Data items:
--- Start ---

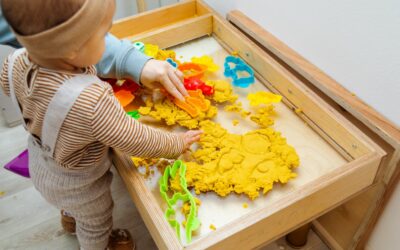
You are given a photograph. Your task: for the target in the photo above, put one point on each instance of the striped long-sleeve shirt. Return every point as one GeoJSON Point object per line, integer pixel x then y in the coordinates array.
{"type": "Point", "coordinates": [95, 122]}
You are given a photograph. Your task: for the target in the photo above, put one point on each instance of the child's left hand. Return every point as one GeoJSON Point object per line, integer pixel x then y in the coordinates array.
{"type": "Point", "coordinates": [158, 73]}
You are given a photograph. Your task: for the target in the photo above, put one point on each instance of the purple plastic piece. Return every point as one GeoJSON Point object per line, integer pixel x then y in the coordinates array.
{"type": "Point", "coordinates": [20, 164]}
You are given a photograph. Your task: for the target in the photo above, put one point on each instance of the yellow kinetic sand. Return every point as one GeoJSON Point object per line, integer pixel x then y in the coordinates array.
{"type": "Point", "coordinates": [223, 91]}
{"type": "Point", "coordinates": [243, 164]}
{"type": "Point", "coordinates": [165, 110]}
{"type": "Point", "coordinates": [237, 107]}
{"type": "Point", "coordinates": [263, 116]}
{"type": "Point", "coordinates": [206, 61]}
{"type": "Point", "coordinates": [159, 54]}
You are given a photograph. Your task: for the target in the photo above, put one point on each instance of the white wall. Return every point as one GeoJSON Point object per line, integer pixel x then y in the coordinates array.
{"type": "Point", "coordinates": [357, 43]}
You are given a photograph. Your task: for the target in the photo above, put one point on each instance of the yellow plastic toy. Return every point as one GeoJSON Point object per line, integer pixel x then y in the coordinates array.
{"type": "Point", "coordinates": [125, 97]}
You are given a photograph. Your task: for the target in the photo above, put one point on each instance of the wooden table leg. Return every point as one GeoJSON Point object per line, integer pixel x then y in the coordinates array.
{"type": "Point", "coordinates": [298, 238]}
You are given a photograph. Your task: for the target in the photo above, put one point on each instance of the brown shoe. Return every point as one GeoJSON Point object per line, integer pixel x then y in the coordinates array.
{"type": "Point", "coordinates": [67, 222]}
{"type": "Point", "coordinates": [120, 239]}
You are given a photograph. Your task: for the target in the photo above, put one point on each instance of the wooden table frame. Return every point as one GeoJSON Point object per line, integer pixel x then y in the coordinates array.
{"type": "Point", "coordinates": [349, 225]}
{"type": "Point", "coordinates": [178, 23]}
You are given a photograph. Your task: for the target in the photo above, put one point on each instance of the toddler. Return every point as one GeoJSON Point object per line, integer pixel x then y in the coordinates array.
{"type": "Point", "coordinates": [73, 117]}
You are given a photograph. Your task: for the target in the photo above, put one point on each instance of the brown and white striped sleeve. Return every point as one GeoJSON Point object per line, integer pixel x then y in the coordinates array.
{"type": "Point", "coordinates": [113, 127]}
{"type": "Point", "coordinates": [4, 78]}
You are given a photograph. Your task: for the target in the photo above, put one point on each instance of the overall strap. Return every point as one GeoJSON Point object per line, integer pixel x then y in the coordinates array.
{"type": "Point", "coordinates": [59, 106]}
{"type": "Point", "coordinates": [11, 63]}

--- End ---

§ **EXERCISE OBJECTIVE**
Reproduce the rows from the line containing "of the toddler." through the end of the rows, requests included, and add 83 to every coordinate value in the answers.

§ **TASK ANSWER**
You are given a photograph. Your task: for the target in the photo above, put one point on each instance of the toddler. Return every point as one GeoJSON Point object per line, integer pixel x then y in the coordinates array.
{"type": "Point", "coordinates": [156, 200]}
You are given a photograph. Your task: for the target in the photo above, put one point on each instance of the brown and white striped sleeve. Return every point as one GeoJSON Point object per line, integer pixel x then y in the coordinates array.
{"type": "Point", "coordinates": [196, 210]}
{"type": "Point", "coordinates": [87, 161]}
You are given a photograph. Your task: for the target in the photo above, put one point on each instance of the overall strap. Return every point as one GeoJSON Point object per line, integer pixel x then y in the coordinates array.
{"type": "Point", "coordinates": [142, 189]}
{"type": "Point", "coordinates": [94, 146]}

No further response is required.